| Aim of the exercise |
Please return only the lines from the one holding "Could you kindly indicate each instance of the ceiling light" through the one holding "the refrigerator freezer", exactly as they appear in the records below, both ends included.

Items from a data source
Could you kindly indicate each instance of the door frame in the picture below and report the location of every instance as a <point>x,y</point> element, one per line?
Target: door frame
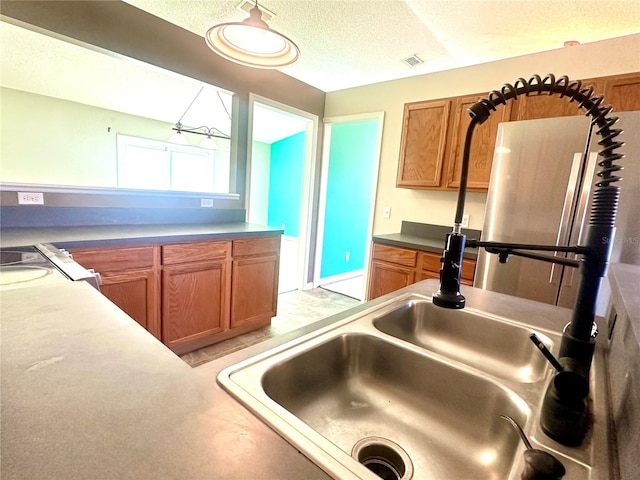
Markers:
<point>309,168</point>
<point>328,123</point>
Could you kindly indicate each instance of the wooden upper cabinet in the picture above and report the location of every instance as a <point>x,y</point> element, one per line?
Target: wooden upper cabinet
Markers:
<point>623,92</point>
<point>422,147</point>
<point>482,144</point>
<point>535,106</point>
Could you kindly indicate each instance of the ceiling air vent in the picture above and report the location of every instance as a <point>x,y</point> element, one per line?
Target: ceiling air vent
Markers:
<point>247,5</point>
<point>413,60</point>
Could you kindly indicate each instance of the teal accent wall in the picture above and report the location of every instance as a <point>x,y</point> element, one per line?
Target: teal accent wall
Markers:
<point>352,158</point>
<point>285,183</point>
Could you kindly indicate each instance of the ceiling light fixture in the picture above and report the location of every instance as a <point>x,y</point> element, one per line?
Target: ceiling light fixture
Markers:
<point>252,43</point>
<point>210,132</point>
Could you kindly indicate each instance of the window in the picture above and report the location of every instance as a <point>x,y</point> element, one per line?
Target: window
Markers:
<point>155,165</point>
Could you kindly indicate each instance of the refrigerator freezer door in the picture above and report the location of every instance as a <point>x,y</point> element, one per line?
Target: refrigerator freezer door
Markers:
<point>570,276</point>
<point>626,242</point>
<point>531,183</point>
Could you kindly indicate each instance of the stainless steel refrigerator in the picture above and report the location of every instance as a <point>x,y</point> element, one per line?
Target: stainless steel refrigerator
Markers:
<point>541,184</point>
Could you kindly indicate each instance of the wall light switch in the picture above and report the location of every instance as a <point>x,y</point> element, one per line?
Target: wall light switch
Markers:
<point>30,198</point>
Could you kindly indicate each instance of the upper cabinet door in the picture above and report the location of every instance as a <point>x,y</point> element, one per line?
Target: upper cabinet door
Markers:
<point>543,105</point>
<point>482,144</point>
<point>424,134</point>
<point>623,92</point>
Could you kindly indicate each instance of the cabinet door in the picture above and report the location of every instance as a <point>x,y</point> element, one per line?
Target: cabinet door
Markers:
<point>193,302</point>
<point>130,279</point>
<point>422,147</point>
<point>137,294</point>
<point>482,144</point>
<point>254,290</point>
<point>533,107</point>
<point>623,92</point>
<point>386,278</point>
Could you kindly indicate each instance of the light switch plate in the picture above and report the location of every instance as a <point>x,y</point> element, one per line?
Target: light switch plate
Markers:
<point>30,198</point>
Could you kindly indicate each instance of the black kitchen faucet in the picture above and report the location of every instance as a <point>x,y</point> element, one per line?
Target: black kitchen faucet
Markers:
<point>564,417</point>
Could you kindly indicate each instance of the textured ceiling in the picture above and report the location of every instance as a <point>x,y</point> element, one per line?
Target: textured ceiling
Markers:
<point>351,43</point>
<point>343,44</point>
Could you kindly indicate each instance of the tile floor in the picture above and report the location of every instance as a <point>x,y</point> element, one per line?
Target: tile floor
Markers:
<point>295,309</point>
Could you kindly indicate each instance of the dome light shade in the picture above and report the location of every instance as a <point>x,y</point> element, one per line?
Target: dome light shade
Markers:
<point>178,138</point>
<point>252,43</point>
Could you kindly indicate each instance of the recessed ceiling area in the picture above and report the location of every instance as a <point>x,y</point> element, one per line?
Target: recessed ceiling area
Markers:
<point>37,63</point>
<point>347,43</point>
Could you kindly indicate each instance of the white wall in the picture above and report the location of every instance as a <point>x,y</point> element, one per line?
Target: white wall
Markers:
<point>259,188</point>
<point>610,57</point>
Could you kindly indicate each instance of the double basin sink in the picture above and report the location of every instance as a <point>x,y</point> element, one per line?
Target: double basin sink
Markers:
<point>407,390</point>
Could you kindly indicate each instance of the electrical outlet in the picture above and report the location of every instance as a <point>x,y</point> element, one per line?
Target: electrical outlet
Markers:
<point>30,198</point>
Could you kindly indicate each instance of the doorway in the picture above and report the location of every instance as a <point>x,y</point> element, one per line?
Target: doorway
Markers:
<point>351,158</point>
<point>282,150</point>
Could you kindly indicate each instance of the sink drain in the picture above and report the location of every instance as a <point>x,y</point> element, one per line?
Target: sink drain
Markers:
<point>386,459</point>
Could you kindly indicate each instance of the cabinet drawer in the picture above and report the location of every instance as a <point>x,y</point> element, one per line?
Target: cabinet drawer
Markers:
<point>115,259</point>
<point>400,256</point>
<point>193,252</point>
<point>256,246</point>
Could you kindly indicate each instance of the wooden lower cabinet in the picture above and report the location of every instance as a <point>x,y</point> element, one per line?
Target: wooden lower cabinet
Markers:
<point>136,293</point>
<point>393,268</point>
<point>254,281</point>
<point>386,278</point>
<point>130,279</point>
<point>192,294</point>
<point>194,306</point>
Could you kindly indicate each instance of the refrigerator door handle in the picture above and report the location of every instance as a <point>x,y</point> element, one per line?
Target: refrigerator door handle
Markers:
<point>564,228</point>
<point>583,203</point>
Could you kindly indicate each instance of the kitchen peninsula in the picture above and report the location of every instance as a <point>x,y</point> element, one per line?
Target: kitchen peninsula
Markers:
<point>189,285</point>
<point>88,393</point>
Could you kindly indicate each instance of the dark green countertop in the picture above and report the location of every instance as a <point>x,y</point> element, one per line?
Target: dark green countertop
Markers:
<point>416,242</point>
<point>123,235</point>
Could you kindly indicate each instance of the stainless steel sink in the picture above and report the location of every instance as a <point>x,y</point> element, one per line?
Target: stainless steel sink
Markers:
<point>398,391</point>
<point>481,341</point>
<point>357,386</point>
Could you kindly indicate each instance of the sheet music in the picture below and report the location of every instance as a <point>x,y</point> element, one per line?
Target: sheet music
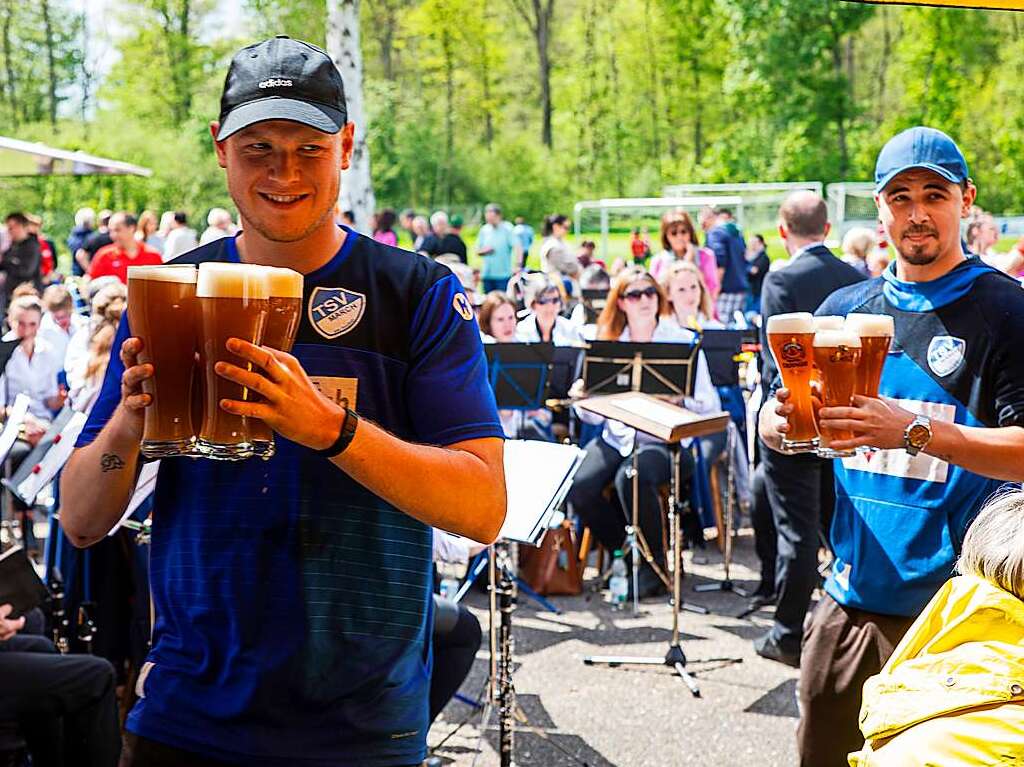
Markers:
<point>9,434</point>
<point>144,486</point>
<point>537,476</point>
<point>54,459</point>
<point>662,413</point>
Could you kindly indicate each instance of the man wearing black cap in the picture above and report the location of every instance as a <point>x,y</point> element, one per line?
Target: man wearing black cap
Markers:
<point>946,434</point>
<point>293,596</point>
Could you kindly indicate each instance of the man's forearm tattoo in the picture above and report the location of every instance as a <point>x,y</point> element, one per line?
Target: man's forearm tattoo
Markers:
<point>111,462</point>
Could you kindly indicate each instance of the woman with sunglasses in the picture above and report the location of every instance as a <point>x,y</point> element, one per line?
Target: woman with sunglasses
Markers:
<point>545,323</point>
<point>679,241</point>
<point>636,311</point>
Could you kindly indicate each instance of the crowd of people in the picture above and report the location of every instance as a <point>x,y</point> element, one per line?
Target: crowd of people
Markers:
<point>890,631</point>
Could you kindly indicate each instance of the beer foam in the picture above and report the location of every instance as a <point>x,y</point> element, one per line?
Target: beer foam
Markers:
<point>165,273</point>
<point>832,338</point>
<point>870,325</point>
<point>283,283</point>
<point>797,322</point>
<point>217,280</point>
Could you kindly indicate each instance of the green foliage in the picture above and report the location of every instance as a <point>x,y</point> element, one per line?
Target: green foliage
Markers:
<point>645,93</point>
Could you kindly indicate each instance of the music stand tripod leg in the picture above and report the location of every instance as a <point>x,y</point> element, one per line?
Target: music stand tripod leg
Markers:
<point>675,658</point>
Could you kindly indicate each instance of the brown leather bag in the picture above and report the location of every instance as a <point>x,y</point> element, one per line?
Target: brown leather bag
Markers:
<point>553,569</point>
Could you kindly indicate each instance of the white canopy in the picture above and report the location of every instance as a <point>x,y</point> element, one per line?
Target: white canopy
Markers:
<point>27,159</point>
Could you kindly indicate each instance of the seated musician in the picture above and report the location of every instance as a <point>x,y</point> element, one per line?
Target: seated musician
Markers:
<point>637,311</point>
<point>544,323</point>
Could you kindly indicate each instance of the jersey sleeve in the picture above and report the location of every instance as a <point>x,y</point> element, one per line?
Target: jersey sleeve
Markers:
<point>449,394</point>
<point>110,392</point>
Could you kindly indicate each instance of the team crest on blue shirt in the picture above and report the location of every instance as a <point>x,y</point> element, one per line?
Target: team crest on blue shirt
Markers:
<point>945,354</point>
<point>334,311</point>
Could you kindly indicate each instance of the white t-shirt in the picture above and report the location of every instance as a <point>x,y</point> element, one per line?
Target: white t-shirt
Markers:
<point>36,377</point>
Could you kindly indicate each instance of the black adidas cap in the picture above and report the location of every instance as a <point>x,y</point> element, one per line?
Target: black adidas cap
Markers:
<point>283,79</point>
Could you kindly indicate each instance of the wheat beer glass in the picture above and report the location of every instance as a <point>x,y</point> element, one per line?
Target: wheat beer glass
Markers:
<point>837,355</point>
<point>791,338</point>
<point>876,333</point>
<point>232,303</point>
<point>162,313</point>
<point>285,311</point>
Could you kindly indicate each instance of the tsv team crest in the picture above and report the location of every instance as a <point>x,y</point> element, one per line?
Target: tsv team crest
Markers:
<point>334,311</point>
<point>945,354</point>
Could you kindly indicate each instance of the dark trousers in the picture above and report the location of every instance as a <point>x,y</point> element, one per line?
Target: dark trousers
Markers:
<point>607,519</point>
<point>843,647</point>
<point>65,705</point>
<point>765,535</point>
<point>141,752</point>
<point>801,492</point>
<point>457,638</point>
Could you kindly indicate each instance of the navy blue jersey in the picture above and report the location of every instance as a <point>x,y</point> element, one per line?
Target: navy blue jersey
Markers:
<point>899,520</point>
<point>293,606</point>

| Answer |
Could you kindly indicate each instance of the ceiling light fixture in the picture above and report the location of every instance as a <point>x,y</point> element, one per line?
Target: ceiling light fixture
Markers:
<point>252,43</point>
<point>210,132</point>
Could you kindly indicate each instance of the window in the picture above and report the location of every instance as a <point>x,y</point> element, one per line?
Target: window
Markers:
<point>155,165</point>
Could you kindly indicate each instance of the refrigerator freezer door in the picture above and report the location of every instance as a <point>x,y</point> element, one per line?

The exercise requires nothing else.